* BEGIN EXERCISE MATERIALS *

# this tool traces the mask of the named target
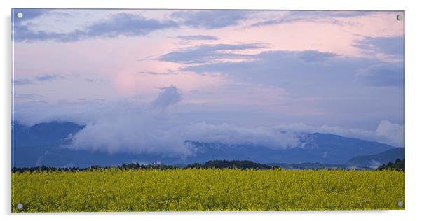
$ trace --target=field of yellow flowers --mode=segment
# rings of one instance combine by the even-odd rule
[[[403,209],[404,202],[404,172],[397,171],[111,169],[12,173],[13,212]]]

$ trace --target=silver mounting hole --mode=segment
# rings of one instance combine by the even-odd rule
[[[395,17],[397,18],[397,20],[401,21],[403,20],[403,15],[397,15],[397,17]]]

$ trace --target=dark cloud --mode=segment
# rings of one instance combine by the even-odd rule
[[[210,35],[184,35],[184,36],[178,36],[177,37],[181,40],[186,40],[186,41],[195,41],[195,40],[218,40],[219,38],[216,36],[210,36]]]
[[[58,74],[43,74],[34,78],[34,79],[38,81],[50,81],[63,78],[65,78],[65,77]]]
[[[237,25],[252,13],[245,10],[184,10],[172,13],[171,17],[189,27],[219,29]]]
[[[364,84],[375,87],[403,87],[404,66],[402,64],[379,64],[359,72],[356,76]]]
[[[265,48],[264,45],[256,43],[202,45],[165,54],[160,57],[158,59],[183,64],[206,63],[217,59],[245,58],[250,57],[250,55],[230,52],[227,52],[227,50],[245,50],[263,48]]]
[[[283,15],[283,17],[254,23],[251,27],[268,26],[297,22],[329,22],[342,25],[345,22],[341,22],[336,20],[336,18],[365,16],[370,15],[372,13],[369,11],[290,11],[287,15]],[[327,20],[327,18],[330,18],[330,20]],[[350,24],[351,23],[348,24]]]
[[[399,59],[404,58],[404,38],[403,36],[365,37],[354,45],[367,54],[385,54]]]
[[[227,55],[227,58],[230,58]],[[194,64],[184,71],[198,74],[218,73],[242,82],[287,88],[306,88],[299,92],[340,90],[350,85],[360,70],[381,63],[368,58],[344,57],[332,53],[308,51],[266,51],[249,55],[247,61],[210,61]],[[206,57],[211,59],[214,57]],[[184,62],[181,59],[181,63]],[[336,84],[334,84],[336,83]]]
[[[13,37],[14,40],[18,42],[37,41],[72,42],[90,38],[144,36],[156,30],[178,27],[177,22],[171,20],[159,21],[121,13],[69,33],[34,31],[28,29],[26,25],[16,24],[14,27]]]
[[[176,75],[177,72],[173,70],[167,70],[167,71],[164,72],[156,72],[156,71],[139,71],[139,73],[142,74],[149,74],[152,76],[170,76],[170,75]]]
[[[27,85],[34,84],[37,82],[50,81],[64,78],[66,78],[66,76],[60,74],[41,74],[38,75],[32,79],[14,79],[12,80],[12,83],[16,86]]]
[[[23,79],[14,79],[12,80],[12,84],[13,84],[14,85],[31,85],[33,84],[34,82],[32,80],[29,79],[26,79],[26,78],[23,78]]]

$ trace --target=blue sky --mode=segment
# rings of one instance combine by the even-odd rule
[[[281,129],[404,145],[402,12],[18,11],[15,120],[88,125],[74,147],[294,145]]]

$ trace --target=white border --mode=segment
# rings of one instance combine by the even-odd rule
[[[0,199],[1,215],[3,218],[39,220],[64,220],[74,219],[92,219],[93,215],[100,215],[102,220],[114,220],[121,216],[125,220],[215,220],[216,219],[256,220],[295,219],[299,220],[414,220],[421,217],[421,192],[422,189],[420,158],[422,143],[420,125],[420,113],[422,113],[422,99],[418,94],[421,91],[421,56],[422,39],[420,24],[422,9],[418,7],[418,1],[384,0],[384,1],[339,1],[339,0],[2,0],[0,1],[1,12],[2,52],[1,61],[1,127],[0,141],[1,160],[1,181],[0,183],[1,199]],[[211,213],[68,213],[55,214],[11,214],[11,8],[164,8],[164,9],[280,9],[280,10],[388,10],[406,11],[406,210],[391,211],[282,211],[282,212],[211,212]],[[418,41],[419,39],[419,41]]]

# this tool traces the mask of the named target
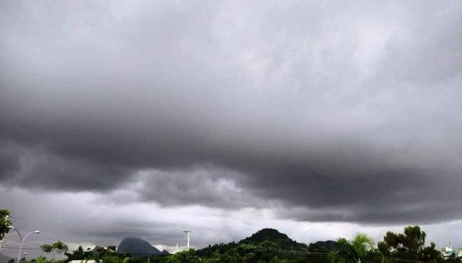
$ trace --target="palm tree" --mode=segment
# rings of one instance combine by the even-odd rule
[[[343,261],[360,263],[360,259],[374,249],[374,240],[365,233],[358,233],[353,240],[340,237],[337,240],[337,250],[329,254],[332,263]]]

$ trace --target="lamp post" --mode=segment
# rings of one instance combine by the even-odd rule
[[[14,227],[13,227],[11,226],[10,226],[9,227],[10,229],[12,229],[14,231],[16,231],[18,233],[18,235],[19,235],[19,240],[21,241],[21,245],[19,245],[19,252],[18,252],[18,261],[17,261],[17,263],[19,263],[19,260],[21,260],[21,250],[23,249],[23,244],[24,243],[24,241],[26,241],[26,239],[27,238],[27,237],[29,236],[29,235],[31,235],[32,233],[40,234],[40,231],[38,231],[38,230],[31,231],[28,233],[27,233],[27,235],[26,235],[24,238],[22,238],[22,237],[21,236],[21,233],[19,232],[19,231],[18,231],[17,229],[16,229],[16,228],[14,228]]]

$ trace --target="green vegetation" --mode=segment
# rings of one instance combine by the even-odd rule
[[[56,254],[61,254],[69,250],[68,246],[61,240],[58,240],[53,244],[43,244],[40,246],[40,248],[42,249],[44,252],[51,253],[53,260],[55,259]]]
[[[0,240],[2,240],[10,230],[9,227],[11,222],[8,220],[8,217],[10,215],[10,212],[7,210],[0,210]]]
[[[0,210],[1,237],[8,232],[9,212]],[[43,244],[42,250],[52,254],[50,259],[40,256],[30,262],[58,263],[70,260],[95,260],[102,263],[456,263],[455,257],[444,259],[431,242],[425,246],[426,234],[419,226],[409,226],[404,233],[388,232],[375,247],[365,233],[353,240],[338,238],[336,242],[318,242],[306,245],[292,240],[276,230],[265,228],[238,242],[215,244],[202,249],[190,249],[173,254],[137,257],[116,252],[115,246],[97,247],[84,251],[82,247],[69,252],[60,240]],[[64,254],[65,260],[56,260],[55,254]],[[23,259],[23,263],[28,263]]]
[[[306,245],[291,240],[273,229],[263,229],[238,242],[215,244],[202,249],[190,249],[169,255],[134,257],[114,252],[113,246],[97,252],[84,252],[82,247],[65,253],[68,260],[95,259],[103,263],[456,263],[455,258],[444,259],[435,245],[425,246],[424,232],[418,226],[404,228],[404,233],[389,232],[375,247],[366,234],[353,240]],[[44,262],[41,263],[48,263]]]

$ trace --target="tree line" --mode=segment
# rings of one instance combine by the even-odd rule
[[[8,211],[0,210],[0,240],[9,230],[9,215]],[[50,254],[48,257],[41,256],[30,261],[23,259],[21,263],[92,259],[102,263],[461,263],[454,255],[444,258],[434,242],[426,246],[426,234],[418,225],[408,226],[402,233],[387,232],[377,244],[365,233],[358,233],[352,240],[340,237],[333,248],[316,243],[297,243],[277,230],[266,230],[264,233],[264,230],[260,230],[239,242],[144,257],[118,253],[114,246],[93,251],[85,251],[79,247],[70,252],[64,242],[58,240],[41,246],[44,252]],[[56,259],[56,255],[67,259]]]

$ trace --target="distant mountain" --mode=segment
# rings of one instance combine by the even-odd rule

* END EXERCISE MATERIALS *

Filter the records above, keeping every line that contains the string "tree". Matches are case-sensitive, and each kept line should be copied unchanged.

**FINISHED ANSWER:**
$ trace --target="palm tree" --mode=segment
$ trace --target="tree line" --mode=segment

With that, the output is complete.